[Named object pointing rows]

########################################

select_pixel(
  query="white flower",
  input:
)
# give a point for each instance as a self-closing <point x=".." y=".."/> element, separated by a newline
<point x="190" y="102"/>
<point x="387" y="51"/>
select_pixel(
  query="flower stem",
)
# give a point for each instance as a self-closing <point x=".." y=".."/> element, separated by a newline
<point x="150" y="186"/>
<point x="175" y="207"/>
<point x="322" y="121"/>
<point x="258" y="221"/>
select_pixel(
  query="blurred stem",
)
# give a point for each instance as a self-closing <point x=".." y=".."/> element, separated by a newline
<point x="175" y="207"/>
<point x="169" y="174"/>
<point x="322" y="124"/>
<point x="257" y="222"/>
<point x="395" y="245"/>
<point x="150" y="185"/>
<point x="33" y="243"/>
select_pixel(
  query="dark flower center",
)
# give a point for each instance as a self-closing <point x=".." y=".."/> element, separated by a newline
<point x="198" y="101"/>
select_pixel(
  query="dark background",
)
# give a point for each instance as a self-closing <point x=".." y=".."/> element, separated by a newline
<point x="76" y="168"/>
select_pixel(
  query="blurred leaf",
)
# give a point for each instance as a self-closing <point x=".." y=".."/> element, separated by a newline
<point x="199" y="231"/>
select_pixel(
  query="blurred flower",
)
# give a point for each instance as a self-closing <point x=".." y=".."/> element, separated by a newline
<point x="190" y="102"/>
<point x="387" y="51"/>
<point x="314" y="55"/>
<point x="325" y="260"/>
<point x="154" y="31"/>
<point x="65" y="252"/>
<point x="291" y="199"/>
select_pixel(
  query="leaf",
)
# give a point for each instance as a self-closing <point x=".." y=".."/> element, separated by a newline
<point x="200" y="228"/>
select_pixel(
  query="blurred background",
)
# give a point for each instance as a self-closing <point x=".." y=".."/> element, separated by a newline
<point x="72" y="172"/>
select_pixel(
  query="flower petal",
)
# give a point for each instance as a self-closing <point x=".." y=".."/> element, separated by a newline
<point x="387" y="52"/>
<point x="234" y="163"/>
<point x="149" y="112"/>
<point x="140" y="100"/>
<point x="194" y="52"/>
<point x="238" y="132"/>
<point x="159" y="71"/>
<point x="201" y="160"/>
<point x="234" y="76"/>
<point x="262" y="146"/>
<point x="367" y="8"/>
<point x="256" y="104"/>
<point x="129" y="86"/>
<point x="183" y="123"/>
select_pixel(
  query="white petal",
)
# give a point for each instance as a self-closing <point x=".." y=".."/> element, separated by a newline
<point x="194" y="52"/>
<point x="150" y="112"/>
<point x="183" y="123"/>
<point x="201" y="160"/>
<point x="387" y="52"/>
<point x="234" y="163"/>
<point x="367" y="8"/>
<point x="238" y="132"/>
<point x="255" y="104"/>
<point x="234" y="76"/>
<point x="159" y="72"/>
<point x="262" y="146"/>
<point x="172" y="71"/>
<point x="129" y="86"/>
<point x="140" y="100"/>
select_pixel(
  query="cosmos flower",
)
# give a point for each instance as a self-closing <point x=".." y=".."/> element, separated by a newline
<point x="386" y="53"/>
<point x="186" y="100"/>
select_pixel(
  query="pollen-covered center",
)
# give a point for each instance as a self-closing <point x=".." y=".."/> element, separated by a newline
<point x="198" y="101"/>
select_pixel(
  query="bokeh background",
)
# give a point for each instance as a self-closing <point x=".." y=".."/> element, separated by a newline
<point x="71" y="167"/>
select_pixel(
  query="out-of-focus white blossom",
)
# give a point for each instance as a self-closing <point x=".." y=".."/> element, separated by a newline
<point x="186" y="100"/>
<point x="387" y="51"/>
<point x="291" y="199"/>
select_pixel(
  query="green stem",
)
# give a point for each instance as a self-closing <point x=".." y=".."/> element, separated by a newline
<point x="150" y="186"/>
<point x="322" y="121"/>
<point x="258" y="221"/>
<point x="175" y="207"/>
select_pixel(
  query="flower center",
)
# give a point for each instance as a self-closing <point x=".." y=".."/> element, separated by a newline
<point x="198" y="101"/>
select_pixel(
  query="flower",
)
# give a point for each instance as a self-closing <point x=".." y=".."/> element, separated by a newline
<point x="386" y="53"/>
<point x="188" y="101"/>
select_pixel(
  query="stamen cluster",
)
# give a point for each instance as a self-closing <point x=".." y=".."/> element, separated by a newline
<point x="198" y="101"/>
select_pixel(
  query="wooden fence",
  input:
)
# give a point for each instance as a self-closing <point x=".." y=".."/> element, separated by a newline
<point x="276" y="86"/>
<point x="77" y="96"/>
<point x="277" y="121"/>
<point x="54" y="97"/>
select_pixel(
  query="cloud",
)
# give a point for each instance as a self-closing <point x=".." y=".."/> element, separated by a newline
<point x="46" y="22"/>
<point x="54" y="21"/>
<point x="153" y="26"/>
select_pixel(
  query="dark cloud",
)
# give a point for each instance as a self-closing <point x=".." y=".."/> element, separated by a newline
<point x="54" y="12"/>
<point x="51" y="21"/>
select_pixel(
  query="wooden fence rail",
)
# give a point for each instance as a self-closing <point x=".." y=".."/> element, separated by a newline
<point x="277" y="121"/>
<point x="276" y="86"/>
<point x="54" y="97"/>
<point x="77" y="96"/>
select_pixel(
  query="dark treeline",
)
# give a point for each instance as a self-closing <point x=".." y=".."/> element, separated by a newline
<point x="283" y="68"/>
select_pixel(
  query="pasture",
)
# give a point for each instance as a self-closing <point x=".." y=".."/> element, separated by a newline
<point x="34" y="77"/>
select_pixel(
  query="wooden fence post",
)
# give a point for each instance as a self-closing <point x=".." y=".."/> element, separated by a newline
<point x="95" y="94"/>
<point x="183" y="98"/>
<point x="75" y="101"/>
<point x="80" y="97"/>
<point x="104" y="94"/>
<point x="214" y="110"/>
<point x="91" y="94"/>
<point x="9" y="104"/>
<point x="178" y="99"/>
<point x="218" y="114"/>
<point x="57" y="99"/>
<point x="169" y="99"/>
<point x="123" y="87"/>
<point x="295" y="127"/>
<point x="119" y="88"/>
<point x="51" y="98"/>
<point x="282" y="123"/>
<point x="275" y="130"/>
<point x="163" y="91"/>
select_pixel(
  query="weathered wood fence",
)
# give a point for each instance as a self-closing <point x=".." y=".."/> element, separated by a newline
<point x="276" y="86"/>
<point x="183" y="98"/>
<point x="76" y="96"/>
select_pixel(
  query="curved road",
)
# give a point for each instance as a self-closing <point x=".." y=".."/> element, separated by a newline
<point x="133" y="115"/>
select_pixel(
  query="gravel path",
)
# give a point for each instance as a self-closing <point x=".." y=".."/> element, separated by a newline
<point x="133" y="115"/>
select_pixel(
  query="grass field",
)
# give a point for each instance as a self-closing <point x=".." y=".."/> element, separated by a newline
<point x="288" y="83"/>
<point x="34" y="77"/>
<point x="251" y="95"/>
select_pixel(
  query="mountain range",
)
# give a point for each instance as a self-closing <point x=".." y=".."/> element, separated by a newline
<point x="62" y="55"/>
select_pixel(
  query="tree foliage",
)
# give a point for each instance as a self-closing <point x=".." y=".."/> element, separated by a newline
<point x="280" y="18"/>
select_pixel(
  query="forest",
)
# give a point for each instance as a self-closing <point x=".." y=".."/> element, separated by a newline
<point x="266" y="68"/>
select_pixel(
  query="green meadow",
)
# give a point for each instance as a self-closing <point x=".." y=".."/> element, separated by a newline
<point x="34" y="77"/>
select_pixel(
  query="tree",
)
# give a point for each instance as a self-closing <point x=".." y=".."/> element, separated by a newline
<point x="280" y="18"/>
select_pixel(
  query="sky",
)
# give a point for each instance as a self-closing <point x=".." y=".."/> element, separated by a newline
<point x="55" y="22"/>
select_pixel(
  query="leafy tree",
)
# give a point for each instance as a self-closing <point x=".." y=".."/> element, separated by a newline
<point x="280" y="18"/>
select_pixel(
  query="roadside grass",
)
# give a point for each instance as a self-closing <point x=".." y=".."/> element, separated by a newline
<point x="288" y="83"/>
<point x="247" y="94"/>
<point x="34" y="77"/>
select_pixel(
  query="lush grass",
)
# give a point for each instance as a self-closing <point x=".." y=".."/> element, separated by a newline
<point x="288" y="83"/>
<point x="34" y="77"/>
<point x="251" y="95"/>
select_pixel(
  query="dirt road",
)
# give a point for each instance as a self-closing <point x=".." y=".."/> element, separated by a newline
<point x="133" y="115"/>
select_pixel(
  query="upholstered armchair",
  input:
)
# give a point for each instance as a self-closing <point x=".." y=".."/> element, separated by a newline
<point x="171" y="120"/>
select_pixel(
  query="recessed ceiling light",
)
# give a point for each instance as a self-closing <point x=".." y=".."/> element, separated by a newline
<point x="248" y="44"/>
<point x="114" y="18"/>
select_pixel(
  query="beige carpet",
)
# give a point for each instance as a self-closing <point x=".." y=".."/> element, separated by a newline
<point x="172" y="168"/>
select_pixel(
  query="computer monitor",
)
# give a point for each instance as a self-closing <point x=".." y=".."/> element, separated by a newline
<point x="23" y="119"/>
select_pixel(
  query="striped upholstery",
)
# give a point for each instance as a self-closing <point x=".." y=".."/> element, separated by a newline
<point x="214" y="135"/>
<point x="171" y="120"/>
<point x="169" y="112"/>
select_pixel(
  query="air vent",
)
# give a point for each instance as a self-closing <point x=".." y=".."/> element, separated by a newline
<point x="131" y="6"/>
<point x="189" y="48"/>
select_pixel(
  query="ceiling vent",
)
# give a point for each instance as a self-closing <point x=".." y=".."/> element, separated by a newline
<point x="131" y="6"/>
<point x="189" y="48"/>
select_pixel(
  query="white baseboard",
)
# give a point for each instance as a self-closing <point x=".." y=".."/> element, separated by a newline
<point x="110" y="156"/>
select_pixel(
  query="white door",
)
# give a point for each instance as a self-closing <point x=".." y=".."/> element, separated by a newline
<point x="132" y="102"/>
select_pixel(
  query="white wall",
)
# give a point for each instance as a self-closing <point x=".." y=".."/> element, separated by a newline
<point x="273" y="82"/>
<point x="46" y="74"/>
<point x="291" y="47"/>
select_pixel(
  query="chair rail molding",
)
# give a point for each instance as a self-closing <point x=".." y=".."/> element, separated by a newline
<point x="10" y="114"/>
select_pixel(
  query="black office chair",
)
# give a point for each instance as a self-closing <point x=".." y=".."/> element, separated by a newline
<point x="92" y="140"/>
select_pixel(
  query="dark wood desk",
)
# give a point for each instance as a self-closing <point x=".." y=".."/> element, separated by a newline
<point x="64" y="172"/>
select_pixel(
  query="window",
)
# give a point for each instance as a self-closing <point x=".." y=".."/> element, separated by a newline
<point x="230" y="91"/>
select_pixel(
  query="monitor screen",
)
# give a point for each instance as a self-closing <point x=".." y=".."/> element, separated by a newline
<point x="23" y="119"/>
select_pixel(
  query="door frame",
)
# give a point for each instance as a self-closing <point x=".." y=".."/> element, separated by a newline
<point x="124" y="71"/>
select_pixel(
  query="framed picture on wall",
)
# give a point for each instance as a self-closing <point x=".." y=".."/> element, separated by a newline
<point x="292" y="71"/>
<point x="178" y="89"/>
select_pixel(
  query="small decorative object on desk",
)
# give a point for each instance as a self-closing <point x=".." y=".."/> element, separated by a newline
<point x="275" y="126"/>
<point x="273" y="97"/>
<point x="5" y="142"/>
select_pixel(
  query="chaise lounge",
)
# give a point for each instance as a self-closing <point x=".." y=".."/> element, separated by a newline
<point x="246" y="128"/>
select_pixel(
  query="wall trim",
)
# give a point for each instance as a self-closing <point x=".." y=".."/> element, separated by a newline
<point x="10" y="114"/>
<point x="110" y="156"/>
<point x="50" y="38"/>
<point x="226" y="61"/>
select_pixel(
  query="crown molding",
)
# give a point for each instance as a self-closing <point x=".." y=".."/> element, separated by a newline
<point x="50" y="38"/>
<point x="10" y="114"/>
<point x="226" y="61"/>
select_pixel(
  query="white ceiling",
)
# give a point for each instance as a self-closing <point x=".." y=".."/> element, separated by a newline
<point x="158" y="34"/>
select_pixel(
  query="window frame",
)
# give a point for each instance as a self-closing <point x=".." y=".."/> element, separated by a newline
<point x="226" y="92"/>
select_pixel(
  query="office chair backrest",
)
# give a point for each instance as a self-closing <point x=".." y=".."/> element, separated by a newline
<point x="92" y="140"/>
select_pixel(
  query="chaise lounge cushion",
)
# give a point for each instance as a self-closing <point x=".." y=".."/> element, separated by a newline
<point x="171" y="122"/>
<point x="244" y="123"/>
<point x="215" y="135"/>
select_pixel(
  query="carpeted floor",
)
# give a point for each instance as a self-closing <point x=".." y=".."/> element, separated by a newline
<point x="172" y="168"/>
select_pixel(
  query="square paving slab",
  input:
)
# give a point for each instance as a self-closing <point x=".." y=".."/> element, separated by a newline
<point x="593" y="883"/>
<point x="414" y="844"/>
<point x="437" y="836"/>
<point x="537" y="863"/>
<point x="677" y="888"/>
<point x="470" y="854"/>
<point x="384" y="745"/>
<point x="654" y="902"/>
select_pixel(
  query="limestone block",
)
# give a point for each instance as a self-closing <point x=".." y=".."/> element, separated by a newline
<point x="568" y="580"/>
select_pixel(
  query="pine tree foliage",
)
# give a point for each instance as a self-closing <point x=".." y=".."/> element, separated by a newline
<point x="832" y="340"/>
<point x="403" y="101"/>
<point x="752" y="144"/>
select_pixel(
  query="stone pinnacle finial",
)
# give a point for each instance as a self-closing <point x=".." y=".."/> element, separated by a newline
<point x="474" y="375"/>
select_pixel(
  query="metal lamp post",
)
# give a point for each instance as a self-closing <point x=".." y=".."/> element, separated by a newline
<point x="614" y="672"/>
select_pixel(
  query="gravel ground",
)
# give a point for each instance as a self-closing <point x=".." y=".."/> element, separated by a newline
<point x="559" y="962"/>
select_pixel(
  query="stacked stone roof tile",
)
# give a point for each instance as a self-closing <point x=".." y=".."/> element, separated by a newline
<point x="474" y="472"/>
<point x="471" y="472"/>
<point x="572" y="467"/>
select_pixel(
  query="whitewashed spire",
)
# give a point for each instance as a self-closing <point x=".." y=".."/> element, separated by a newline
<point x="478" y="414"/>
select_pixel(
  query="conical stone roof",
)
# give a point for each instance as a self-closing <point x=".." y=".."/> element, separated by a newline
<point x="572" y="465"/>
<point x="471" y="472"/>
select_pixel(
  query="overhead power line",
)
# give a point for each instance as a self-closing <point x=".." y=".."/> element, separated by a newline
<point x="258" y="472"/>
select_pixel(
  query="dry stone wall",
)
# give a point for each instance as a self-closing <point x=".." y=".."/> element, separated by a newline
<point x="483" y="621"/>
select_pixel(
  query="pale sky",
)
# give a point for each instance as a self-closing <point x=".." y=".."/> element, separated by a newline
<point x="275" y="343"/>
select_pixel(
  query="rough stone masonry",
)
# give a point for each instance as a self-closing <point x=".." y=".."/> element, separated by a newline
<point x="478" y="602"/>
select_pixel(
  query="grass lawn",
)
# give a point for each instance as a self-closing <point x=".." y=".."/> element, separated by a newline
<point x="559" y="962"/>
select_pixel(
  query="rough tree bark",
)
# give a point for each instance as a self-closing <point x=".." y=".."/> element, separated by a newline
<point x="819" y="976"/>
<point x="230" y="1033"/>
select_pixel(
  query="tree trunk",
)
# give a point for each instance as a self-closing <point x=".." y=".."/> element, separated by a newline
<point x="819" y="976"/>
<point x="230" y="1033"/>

########################################

__Objective__
How many lines of the rows contain the word "fence"? Give only the number.

__Exercise result__
4